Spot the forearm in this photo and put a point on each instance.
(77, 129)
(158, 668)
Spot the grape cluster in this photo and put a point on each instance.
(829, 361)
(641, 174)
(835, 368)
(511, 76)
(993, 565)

* [ABOUT THIS TASK] Beginning at the line that contains "Spot the grape", reproduce every line down to the last line of the entries above, exactly and only those.

* [RESPONSE TO THE EXERCISE]
Spot the grape cluster in this photo and put a point on each instance.
(829, 361)
(641, 174)
(835, 368)
(511, 76)
(993, 565)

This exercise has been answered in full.